* [Task] Take each line below that has "tower" and copy it.

=== Records shown ===

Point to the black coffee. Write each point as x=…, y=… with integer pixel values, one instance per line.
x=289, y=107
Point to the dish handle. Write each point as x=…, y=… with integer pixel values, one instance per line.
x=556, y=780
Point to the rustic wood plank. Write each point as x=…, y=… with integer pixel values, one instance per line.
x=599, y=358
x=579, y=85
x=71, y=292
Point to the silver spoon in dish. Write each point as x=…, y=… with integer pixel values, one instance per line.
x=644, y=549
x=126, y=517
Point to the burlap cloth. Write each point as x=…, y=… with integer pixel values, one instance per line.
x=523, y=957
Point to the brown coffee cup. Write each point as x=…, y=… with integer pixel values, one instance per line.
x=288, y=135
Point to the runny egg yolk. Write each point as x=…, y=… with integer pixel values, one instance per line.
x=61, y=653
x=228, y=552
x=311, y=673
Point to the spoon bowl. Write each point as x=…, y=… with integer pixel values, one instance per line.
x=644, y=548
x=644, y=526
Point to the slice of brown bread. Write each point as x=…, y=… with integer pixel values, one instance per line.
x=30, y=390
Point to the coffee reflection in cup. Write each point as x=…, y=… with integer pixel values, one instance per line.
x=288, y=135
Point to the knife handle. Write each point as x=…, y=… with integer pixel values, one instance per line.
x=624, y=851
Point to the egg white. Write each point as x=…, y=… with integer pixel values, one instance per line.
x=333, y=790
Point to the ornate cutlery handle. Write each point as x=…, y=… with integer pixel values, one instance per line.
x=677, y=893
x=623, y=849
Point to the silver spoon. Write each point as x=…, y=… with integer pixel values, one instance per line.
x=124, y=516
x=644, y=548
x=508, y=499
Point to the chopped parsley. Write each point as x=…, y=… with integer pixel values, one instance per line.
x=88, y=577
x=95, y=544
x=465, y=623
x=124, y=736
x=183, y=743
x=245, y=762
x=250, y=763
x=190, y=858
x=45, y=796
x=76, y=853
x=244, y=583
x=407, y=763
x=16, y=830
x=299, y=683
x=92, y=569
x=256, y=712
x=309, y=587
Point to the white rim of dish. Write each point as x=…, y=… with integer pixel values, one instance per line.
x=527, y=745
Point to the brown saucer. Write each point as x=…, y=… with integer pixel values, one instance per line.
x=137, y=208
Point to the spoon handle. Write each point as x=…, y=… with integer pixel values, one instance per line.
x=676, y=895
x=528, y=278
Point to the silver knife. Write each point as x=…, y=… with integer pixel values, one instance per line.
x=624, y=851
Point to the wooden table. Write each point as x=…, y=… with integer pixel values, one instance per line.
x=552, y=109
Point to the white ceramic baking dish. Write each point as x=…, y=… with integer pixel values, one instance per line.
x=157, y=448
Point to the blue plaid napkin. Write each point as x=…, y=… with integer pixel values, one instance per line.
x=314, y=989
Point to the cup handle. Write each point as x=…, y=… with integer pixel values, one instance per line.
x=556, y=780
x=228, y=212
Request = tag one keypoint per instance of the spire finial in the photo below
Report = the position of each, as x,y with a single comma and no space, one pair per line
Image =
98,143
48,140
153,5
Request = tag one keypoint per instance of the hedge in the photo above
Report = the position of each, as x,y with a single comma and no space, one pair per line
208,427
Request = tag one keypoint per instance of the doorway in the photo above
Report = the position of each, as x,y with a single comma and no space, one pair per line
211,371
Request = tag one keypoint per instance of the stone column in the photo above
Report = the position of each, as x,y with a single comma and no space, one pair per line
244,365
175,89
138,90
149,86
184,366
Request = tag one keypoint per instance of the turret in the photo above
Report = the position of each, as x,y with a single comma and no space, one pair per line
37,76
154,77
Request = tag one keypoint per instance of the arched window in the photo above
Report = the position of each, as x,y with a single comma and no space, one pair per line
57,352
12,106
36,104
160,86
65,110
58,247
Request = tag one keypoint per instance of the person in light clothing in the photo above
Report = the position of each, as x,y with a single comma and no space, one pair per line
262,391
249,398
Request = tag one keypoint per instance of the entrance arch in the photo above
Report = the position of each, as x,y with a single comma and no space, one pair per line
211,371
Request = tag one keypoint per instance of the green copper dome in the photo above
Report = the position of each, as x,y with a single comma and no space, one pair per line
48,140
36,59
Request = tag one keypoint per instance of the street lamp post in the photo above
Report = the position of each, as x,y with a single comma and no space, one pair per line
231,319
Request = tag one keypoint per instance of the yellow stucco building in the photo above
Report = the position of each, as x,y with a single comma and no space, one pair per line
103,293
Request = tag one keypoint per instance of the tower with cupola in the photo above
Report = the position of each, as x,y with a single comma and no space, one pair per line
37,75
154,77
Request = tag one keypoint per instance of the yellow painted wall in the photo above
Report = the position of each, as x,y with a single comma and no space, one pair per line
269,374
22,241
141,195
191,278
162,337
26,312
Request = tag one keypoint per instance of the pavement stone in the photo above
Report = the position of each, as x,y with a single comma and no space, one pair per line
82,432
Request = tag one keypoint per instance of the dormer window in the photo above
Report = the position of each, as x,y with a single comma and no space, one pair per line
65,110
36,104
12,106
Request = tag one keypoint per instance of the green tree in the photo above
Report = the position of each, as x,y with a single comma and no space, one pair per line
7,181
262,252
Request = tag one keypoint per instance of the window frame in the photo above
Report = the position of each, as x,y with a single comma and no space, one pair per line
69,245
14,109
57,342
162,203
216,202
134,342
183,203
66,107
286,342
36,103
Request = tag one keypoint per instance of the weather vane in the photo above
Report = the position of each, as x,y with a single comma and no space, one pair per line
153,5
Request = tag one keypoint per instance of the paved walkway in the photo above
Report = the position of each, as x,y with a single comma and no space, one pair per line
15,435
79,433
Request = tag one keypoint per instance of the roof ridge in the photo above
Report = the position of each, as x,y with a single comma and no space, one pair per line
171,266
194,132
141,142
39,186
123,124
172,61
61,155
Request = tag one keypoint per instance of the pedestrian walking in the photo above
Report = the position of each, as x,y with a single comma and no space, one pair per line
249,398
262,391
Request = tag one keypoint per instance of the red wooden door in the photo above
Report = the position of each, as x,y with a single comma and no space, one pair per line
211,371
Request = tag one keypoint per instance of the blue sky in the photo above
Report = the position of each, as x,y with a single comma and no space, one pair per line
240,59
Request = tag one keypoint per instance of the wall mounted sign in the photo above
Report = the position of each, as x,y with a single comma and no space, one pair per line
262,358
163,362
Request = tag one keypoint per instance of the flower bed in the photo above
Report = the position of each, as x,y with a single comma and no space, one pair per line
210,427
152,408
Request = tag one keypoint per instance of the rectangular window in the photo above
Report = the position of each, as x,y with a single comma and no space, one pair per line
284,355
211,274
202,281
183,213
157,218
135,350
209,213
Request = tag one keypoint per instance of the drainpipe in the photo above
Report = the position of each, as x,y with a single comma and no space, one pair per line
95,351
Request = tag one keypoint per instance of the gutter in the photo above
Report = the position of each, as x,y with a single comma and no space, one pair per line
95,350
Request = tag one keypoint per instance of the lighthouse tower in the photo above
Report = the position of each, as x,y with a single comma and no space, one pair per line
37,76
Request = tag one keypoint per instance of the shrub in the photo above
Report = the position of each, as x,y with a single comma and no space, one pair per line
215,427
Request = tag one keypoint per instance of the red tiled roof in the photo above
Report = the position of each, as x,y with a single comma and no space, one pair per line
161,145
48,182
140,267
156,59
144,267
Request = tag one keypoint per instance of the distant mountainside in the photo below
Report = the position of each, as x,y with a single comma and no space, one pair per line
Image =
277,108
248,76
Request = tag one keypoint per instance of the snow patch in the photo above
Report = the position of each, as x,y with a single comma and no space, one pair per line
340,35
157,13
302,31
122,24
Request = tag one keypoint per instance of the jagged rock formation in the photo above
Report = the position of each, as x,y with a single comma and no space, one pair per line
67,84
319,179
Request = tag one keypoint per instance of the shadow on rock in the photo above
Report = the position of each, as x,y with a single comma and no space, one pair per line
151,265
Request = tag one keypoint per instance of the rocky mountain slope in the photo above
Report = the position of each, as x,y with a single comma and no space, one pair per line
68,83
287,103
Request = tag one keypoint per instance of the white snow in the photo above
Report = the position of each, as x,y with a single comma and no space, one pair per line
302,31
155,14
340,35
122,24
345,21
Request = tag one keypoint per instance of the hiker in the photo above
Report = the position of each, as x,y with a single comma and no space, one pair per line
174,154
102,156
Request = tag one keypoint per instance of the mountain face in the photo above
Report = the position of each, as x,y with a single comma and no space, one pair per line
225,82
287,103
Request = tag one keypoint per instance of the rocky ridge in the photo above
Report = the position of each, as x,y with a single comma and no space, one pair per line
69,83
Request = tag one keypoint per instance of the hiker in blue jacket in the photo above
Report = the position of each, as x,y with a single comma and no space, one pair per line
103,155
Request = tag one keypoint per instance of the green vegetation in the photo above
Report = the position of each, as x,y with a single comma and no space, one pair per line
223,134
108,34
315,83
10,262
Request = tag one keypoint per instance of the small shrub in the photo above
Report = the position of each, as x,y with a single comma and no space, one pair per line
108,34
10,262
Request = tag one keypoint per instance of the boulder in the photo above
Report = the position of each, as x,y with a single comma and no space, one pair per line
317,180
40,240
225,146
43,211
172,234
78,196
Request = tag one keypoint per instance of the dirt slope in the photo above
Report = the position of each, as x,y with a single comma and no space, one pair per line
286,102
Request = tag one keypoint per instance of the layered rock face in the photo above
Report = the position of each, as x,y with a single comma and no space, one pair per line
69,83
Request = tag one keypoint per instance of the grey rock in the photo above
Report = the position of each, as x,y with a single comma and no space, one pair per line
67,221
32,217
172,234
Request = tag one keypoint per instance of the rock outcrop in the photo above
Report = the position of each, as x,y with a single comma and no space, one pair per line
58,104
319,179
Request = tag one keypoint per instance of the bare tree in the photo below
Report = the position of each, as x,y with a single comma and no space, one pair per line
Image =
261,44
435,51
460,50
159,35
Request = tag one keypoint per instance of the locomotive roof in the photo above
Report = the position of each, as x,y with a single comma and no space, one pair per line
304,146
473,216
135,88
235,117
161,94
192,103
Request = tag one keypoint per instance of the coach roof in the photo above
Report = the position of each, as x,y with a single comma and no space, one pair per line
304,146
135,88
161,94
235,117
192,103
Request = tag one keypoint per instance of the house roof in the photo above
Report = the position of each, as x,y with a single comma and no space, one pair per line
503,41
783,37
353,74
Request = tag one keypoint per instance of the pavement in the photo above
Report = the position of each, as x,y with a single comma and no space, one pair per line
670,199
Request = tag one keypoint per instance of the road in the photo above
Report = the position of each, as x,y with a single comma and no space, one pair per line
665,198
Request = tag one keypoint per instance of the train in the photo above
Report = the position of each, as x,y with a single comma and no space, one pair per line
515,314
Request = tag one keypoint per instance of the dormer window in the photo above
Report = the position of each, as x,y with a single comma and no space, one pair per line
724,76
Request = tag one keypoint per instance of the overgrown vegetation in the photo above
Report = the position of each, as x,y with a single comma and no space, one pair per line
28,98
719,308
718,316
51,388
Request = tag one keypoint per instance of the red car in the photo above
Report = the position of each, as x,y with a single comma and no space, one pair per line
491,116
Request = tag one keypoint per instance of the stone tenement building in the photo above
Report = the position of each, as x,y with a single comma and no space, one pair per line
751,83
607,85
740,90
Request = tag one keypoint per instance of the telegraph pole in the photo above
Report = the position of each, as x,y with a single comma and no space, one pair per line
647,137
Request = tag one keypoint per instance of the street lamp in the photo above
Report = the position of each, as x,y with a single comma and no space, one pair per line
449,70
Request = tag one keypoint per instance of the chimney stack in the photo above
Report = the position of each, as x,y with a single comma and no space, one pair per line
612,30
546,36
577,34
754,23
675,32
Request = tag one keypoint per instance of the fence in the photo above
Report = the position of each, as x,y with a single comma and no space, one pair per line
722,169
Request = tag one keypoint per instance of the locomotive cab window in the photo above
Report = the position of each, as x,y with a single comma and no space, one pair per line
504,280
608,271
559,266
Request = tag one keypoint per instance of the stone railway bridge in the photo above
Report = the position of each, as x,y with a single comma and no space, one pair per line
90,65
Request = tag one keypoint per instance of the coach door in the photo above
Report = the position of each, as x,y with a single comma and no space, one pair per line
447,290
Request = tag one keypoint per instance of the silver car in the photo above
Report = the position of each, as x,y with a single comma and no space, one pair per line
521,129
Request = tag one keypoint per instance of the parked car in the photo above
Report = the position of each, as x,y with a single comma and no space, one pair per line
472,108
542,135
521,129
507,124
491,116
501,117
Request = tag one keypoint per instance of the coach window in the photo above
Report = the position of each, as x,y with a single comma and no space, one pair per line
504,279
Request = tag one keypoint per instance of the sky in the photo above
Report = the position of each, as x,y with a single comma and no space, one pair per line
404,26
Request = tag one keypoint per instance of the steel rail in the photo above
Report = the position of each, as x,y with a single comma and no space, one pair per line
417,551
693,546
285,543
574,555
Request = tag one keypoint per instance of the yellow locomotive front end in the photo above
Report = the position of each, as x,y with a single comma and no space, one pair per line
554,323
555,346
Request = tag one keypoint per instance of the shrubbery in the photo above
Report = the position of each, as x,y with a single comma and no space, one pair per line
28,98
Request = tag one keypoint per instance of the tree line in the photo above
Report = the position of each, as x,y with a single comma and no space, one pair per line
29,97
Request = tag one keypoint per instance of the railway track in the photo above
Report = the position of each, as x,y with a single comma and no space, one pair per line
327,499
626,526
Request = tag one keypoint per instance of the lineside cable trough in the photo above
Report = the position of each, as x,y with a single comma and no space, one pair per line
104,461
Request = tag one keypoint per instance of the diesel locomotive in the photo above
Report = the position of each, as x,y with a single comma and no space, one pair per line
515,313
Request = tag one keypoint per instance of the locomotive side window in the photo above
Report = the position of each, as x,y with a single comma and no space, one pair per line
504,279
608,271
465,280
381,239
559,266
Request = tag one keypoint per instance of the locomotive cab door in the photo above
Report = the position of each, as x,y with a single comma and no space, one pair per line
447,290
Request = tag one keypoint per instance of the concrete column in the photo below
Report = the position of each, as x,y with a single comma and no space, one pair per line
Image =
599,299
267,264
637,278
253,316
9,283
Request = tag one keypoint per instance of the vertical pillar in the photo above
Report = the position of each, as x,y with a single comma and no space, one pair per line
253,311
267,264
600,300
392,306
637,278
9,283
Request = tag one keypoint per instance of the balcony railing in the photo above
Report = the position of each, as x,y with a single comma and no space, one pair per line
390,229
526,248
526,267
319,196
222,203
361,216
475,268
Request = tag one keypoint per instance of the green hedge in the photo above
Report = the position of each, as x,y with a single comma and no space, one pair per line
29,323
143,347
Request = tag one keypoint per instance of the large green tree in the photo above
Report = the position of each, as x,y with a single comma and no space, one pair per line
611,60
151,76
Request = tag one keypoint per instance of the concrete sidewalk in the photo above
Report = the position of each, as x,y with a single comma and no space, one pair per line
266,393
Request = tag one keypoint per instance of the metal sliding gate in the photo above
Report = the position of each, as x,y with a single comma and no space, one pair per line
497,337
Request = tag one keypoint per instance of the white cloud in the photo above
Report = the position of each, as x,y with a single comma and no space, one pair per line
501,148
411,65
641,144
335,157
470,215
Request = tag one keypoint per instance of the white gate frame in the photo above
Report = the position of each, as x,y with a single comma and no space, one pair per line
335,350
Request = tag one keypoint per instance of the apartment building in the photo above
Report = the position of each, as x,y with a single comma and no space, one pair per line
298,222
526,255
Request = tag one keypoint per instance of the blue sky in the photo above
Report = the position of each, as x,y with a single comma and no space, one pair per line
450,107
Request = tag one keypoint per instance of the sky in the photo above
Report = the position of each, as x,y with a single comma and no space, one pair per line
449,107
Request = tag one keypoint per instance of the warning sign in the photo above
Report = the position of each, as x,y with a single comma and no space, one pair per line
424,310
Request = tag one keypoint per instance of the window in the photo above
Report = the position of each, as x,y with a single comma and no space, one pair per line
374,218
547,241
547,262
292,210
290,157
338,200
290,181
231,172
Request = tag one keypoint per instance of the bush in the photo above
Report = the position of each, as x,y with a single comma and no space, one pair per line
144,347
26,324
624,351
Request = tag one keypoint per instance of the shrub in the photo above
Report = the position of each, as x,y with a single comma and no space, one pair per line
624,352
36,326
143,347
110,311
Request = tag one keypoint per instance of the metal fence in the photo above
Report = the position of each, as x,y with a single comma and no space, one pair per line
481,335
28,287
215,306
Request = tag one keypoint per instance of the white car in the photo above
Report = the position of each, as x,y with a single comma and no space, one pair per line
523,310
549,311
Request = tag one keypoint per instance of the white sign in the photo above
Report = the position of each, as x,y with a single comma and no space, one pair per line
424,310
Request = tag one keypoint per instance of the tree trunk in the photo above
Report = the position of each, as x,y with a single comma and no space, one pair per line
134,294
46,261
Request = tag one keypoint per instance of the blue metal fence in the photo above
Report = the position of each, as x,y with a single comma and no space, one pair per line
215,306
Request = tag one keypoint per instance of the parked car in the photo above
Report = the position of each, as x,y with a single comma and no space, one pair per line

===

* [Response below]
Request = tag one keypoint per instance of the tower with cupola in the photo above
Request = tag one keypoint per instance of the lighthouse tower in the photo above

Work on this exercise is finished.